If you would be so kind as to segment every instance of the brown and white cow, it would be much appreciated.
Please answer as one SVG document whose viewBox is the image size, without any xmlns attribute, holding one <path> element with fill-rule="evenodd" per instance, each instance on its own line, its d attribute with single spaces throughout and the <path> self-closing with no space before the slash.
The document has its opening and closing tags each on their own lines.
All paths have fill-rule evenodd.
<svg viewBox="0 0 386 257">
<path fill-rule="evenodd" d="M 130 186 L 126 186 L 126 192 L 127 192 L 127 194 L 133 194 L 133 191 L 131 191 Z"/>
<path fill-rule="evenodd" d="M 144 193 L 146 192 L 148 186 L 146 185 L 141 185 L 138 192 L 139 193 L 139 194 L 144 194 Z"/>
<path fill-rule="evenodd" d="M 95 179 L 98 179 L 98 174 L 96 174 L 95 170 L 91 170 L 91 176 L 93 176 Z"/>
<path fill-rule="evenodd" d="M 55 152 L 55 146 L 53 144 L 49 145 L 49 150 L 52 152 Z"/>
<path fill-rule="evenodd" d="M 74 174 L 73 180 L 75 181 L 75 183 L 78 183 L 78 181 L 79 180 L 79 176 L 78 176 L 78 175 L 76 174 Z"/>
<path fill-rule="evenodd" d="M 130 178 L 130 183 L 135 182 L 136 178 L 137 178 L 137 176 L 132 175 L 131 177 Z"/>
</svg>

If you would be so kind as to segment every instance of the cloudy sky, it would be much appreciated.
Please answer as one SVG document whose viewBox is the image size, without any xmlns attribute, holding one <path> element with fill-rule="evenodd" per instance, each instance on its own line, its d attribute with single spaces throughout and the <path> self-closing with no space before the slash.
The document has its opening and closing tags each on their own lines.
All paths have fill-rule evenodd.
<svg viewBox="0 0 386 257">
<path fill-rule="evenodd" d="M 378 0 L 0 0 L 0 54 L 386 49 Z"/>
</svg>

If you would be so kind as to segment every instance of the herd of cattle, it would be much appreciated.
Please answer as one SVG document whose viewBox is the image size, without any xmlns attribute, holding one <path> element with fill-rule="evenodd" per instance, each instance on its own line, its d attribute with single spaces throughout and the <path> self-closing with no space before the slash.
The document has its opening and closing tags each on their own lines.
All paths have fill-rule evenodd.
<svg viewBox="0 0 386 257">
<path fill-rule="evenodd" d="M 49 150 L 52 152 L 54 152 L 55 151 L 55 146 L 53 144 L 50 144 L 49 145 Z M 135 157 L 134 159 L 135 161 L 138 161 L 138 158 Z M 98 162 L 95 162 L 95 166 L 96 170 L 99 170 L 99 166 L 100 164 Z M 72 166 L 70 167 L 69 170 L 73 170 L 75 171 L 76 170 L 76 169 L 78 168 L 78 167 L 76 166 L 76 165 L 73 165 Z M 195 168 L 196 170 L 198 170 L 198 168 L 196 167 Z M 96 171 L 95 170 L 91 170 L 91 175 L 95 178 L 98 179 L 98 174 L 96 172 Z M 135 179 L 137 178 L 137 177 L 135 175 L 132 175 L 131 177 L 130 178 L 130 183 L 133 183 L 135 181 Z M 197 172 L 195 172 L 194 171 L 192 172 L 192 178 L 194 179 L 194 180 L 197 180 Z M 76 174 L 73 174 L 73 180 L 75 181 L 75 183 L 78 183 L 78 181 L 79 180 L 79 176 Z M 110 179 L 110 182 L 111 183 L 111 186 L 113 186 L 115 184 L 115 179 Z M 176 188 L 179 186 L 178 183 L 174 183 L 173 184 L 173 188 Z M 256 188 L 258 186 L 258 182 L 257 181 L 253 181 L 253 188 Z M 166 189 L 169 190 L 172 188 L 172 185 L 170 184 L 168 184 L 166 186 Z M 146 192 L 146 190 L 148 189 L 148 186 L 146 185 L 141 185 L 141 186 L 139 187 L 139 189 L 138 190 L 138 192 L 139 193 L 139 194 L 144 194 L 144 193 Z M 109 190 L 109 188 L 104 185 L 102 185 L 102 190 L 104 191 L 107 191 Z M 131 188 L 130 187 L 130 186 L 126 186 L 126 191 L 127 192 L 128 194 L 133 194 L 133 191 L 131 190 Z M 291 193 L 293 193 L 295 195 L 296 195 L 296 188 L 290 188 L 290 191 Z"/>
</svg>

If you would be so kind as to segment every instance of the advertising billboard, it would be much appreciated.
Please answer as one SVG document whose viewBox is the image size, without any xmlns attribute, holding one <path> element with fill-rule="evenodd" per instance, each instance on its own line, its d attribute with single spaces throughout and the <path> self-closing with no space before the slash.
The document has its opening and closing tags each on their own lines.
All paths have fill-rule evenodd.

= = =

» **Given problem**:
Reproduce all the rows above with every occurrence of "much appreciated" changed to "greatly appreciated", leaving everything else unchanged.

» **Written response**:
If you would be so kind as to segment every instance of the brown and white cow, it would be greatly appreciated.
Please answer as one SVG document whose viewBox is the image size, without any xmlns attribute, holding one <path> element with fill-rule="evenodd" per instance, each instance on its own line, its d attribute with single spaces throughout and the <path> self-closing with no space before the slash.
The document has its opening and closing tags each on their own lines.
All paths have fill-rule evenodd.
<svg viewBox="0 0 386 257">
<path fill-rule="evenodd" d="M 130 186 L 126 186 L 126 192 L 127 192 L 127 194 L 133 194 L 133 191 L 131 191 Z"/>
<path fill-rule="evenodd" d="M 144 193 L 146 192 L 148 186 L 146 185 L 141 185 L 138 192 L 139 193 L 139 194 L 144 194 Z"/>
<path fill-rule="evenodd" d="M 95 179 L 98 179 L 98 174 L 96 174 L 95 170 L 91 170 L 91 176 L 93 176 Z"/>
<path fill-rule="evenodd" d="M 55 152 L 55 146 L 53 144 L 49 145 L 49 150 L 52 152 Z"/>
<path fill-rule="evenodd" d="M 74 174 L 73 180 L 75 181 L 75 183 L 78 183 L 78 181 L 79 180 L 79 176 L 78 176 L 78 175 L 76 174 Z"/>
<path fill-rule="evenodd" d="M 130 178 L 130 183 L 135 182 L 136 178 L 137 178 L 137 176 L 132 175 L 131 177 Z"/>
</svg>

If you would be so kind as to segment every instance of the cloudy sky, it would be greatly appreciated.
Please answer as one SVG document whose viewBox is the image size, without any xmlns attribute, holding one <path> element with fill-rule="evenodd" per instance, each instance on its own line, its d attribute with single spaces throughout and the <path> self-closing with no space before the slash.
The document has its opening and closing tags each on their own lines.
All paths have fill-rule evenodd.
<svg viewBox="0 0 386 257">
<path fill-rule="evenodd" d="M 378 0 L 0 0 L 0 54 L 386 49 Z"/>
</svg>

If you would be so kind as to segment every instance of the herd of cattle, it would be greatly appreciated.
Please answer as one SVG document whose viewBox is the image size, without any xmlns attribute, holding one <path> element with fill-rule="evenodd" per instance, each instance on its own line, its d attribute with single spaces throughout and the <path> self-closing with no space before the slash.
The document has its opening and closing tags each on their own lines.
All paths have fill-rule evenodd.
<svg viewBox="0 0 386 257">
<path fill-rule="evenodd" d="M 49 150 L 52 152 L 54 152 L 55 151 L 55 146 L 53 144 L 50 144 L 49 145 Z M 135 157 L 134 159 L 135 161 L 138 161 L 138 158 Z M 98 162 L 95 162 L 95 166 L 96 170 L 99 170 L 99 166 L 100 164 Z M 72 166 L 70 167 L 69 170 L 73 170 L 75 171 L 76 170 L 76 169 L 78 168 L 78 167 L 76 166 L 76 165 L 73 165 Z M 195 168 L 196 170 L 198 170 L 198 168 L 196 167 Z M 96 171 L 95 170 L 91 170 L 91 175 L 95 178 L 98 179 L 98 174 L 96 172 Z M 135 179 L 137 178 L 137 177 L 135 175 L 132 175 L 131 177 L 130 178 L 130 183 L 133 183 L 135 181 Z M 197 172 L 195 172 L 194 171 L 192 172 L 192 178 L 194 179 L 194 180 L 197 180 Z M 76 174 L 73 174 L 73 180 L 75 181 L 75 183 L 78 183 L 78 181 L 79 180 L 79 176 Z M 110 179 L 110 182 L 111 183 L 111 186 L 113 186 L 115 184 L 115 179 Z M 176 188 L 179 186 L 178 183 L 174 183 L 173 184 L 173 188 Z M 256 188 L 258 186 L 258 182 L 257 181 L 253 181 L 253 188 Z M 166 189 L 169 190 L 172 188 L 172 185 L 170 184 L 168 184 L 166 186 Z M 146 192 L 146 190 L 148 189 L 148 186 L 146 185 L 141 185 L 141 186 L 139 187 L 139 189 L 138 190 L 138 192 L 139 193 L 139 194 L 144 194 L 144 193 Z M 109 190 L 109 188 L 104 185 L 102 185 L 102 190 L 104 191 L 107 191 Z M 131 188 L 130 187 L 130 186 L 126 186 L 126 191 L 127 192 L 128 194 L 133 194 L 133 191 L 131 190 Z M 291 193 L 293 193 L 295 195 L 296 195 L 296 188 L 290 188 L 290 191 Z"/>
</svg>

If you would be so kind as to segment every instance of the advertising billboard, it would be greatly appreciated.
Please answer as one SVG document whose viewBox is the image size, without any xmlns attribute, holding one <path> element with fill-rule="evenodd" per instance, each instance on its own line, its d attribute with single spaces throughout and the <path> self-closing with no space before the slash.
The document has its opening and closing tags each on their own lines.
All paths have fill-rule evenodd.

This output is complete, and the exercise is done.